[Entries on locating named things]
-- BEGIN --

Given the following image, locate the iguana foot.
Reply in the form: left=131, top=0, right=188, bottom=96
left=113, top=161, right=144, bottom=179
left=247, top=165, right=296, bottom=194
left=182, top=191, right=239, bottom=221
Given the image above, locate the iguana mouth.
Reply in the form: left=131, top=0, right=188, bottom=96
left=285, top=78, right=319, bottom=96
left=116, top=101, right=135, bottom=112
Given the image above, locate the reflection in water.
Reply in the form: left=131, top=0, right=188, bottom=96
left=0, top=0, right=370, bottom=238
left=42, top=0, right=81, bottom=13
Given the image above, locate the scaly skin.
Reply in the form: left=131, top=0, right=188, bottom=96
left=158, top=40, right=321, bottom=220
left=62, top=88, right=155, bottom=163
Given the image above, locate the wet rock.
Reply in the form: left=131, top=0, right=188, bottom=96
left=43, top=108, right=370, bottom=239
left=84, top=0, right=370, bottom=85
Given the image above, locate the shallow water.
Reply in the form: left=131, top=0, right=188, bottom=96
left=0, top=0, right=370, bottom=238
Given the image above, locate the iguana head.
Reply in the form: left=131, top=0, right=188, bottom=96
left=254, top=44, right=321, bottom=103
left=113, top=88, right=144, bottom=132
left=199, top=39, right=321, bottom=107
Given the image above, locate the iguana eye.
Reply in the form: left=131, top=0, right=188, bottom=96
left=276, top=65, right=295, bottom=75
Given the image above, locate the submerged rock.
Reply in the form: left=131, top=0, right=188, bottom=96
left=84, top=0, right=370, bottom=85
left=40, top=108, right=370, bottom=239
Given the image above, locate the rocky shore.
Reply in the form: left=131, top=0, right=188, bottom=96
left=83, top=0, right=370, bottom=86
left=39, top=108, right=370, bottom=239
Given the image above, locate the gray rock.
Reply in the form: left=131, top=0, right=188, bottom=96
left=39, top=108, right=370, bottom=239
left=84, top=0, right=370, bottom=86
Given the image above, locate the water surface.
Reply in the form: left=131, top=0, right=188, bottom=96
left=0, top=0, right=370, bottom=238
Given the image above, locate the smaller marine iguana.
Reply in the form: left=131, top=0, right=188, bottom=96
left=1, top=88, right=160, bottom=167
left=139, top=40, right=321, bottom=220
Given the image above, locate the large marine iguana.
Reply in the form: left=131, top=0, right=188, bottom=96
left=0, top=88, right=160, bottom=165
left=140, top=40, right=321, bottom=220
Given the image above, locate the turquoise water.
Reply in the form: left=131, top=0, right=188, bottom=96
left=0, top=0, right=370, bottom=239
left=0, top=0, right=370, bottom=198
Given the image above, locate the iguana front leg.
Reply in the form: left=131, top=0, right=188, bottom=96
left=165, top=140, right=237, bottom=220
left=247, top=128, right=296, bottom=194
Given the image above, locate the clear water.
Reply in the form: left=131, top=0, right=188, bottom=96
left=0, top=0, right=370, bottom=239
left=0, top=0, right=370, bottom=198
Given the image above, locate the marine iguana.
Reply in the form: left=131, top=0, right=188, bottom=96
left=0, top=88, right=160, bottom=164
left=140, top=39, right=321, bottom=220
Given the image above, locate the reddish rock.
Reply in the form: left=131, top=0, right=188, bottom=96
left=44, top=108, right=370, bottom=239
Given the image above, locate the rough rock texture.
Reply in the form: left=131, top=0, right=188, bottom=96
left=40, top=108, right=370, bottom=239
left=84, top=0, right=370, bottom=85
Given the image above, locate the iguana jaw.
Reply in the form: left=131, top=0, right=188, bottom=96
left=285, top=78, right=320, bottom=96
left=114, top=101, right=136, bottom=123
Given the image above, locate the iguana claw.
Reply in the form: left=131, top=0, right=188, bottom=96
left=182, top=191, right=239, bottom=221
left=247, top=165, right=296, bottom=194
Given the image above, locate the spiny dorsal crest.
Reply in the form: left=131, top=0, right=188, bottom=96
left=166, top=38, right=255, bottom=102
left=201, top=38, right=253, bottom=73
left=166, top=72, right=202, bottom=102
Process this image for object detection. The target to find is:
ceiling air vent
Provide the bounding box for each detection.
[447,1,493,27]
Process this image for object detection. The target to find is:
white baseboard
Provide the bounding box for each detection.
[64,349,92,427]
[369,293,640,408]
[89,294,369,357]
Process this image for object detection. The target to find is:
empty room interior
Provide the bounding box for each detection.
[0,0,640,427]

-- END --

**Exercise objective**
Write out again every line from the one containing "Given the image above, locate the iguana claw." through the last line of the entries, requests included. Multiply each coordinate in the answers by 2.15 and round to a whole number, with halves rounded up, but leave the numbers in the requests and their format samples as they are.

**The answer**
Given the image above, locate the iguana claw.
Reply in the form: left=131, top=0, right=188, bottom=96
left=391, top=411, right=514, bottom=475
left=531, top=355, right=636, bottom=417
Given the image above, locate the spiny dorsal crest.
Reply in the form: left=131, top=0, right=188, bottom=96
left=357, top=82, right=548, bottom=219
left=432, top=82, right=544, bottom=157
left=357, top=155, right=434, bottom=219
Process this image for object detection. The target to find is:
ceiling air vent
Provide the bounding box for each detection.
[961,2,1060,58]
Process this image for object detection. The target to find is:
white baseboard
Provide the bounding box for each detection.
[138,750,198,918]
[793,630,1376,877]
[191,632,793,768]
Process this image for object detection. The target to find is:
empty room interior
Provide the bounding box for each detection.
[0,0,1376,918]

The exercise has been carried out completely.